### Reading passage
However, the Newcastle board refused to allow the move, and the Argentina international was forced to stay on Tyneside.
Coloccini, though, now insists he has overcome his difficulties and is keen to stay at the club until at least 2016, when his current deal expires.
"As you know, I had personal problems," Coloccini told the Guardian ahead of Monday night's match at Manchester City. "I spoke with my family this summer and had to take a decision. I told them I've worked all my life to have my dream of playing at the top level of football. It was a difficult conversation but they could understand that and that's why I'm here now.
"I made my decision in the middle of the holidays. I am here now and I am happy. My relationship with Newcastle was very important in making my decision. All the fans in the street, when they stopped me, they asked me to stay and those things sometimes make the difference.
"Newcastle is a special club for me, of course. I've supported San Lorenzo since I was small but I feel something for Newcastle now. I've been here five years and the fans are amazing. I have a contract for a long time here and hopefully I can see out that contract."
######
### Extracted data
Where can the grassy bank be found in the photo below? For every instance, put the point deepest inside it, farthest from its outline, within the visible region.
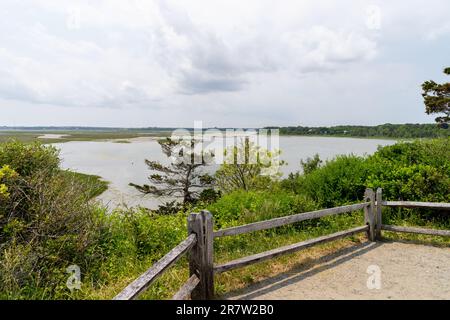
(66, 136)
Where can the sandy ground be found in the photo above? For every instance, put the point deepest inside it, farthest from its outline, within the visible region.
(407, 271)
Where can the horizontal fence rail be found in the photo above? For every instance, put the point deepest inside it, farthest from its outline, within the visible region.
(200, 243)
(415, 204)
(186, 290)
(431, 232)
(242, 262)
(278, 222)
(134, 289)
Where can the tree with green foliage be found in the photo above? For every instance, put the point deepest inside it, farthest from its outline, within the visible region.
(183, 177)
(437, 99)
(248, 167)
(311, 164)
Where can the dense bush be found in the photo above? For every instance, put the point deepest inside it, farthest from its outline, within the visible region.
(240, 207)
(418, 171)
(339, 181)
(46, 222)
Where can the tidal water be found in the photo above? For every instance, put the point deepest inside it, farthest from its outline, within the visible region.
(122, 163)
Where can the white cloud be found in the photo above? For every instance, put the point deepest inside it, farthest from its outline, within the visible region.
(204, 54)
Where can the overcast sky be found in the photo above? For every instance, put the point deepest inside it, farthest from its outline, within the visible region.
(227, 63)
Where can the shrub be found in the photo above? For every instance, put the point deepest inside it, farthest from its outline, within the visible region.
(339, 181)
(240, 207)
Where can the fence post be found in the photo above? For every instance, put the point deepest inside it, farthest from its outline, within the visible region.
(369, 213)
(201, 261)
(379, 220)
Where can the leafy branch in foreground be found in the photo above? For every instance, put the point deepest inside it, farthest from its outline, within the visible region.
(437, 99)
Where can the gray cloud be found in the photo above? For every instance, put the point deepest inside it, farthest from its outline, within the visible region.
(256, 60)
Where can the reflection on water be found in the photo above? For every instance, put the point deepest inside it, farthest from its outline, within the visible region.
(122, 163)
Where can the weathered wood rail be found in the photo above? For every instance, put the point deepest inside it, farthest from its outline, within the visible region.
(199, 243)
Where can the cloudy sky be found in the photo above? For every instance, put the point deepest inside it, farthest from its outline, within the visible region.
(227, 63)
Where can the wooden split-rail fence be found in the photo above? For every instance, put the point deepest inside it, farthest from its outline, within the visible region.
(199, 243)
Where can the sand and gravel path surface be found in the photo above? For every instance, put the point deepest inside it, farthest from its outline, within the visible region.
(407, 271)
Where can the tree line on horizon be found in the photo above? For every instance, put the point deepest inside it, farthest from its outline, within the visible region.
(384, 130)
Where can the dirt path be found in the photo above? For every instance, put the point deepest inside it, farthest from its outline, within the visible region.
(408, 271)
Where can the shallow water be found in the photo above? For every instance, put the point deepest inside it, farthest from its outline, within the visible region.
(122, 163)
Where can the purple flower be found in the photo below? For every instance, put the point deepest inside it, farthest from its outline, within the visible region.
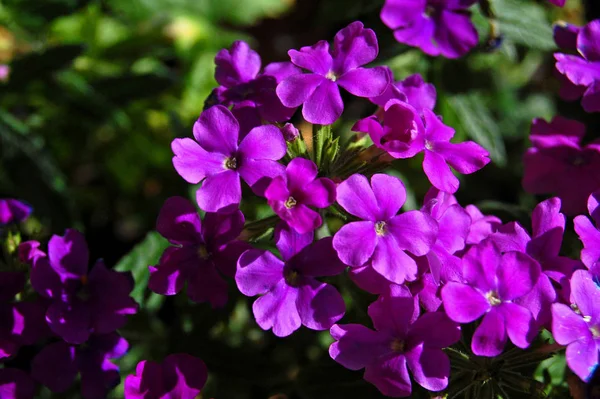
######
Work instructions:
1. Answer these questions from the Coloccini passage:
(a) Until what year is Coloccini keen to stay at the club?
(b) Which club has he supported since he was small?
(c) How many years has he been at Newcastle?
2. Print the Coloccini passage between "However, the Newcastle" and "current deal expires.", inclusive.
3. Proceed with the Coloccini passage, writing on from its final sentence.
The rows are separate material, unrelated to the Coloccini passage.

Expected results:
1.
(a) 2016
(b) San Lorenzo
(c) Five

2.
However, the Newcastle board refused to allow the move, and the Argentina international was forced to stay on Tyneside.
Coloccini, though, now insists he has overcome his difficulties and is keen to stay at the club until at least 2016, when his current deal expires.

3.
Last week, Coloccini, along with the rest of the Argentina squad, met with Pope Francis -- an avid San Lorenzo supporter.
"I knew Pope Francis was a San Lorenzo fan. He has a season ticket and everything," he said. "You could tell he still really loves San Lorenzo when he spoke with us last week. I shook hands with him. He is always speaking about San Lorenzo and so for me as a fan it was amazing."
Coloccini’s first responsibility of the new Premier League season could be to mark compatriot Sergio Aguero on Monday, and the defender is well aware of the task in hand.
"Sergio's very good," he said. "He's a good man and a fantastic player. I'm good friends with him. How we can stop him is difficult to say because he is a top player and can do what he wants every time. We may have to give him a little kick."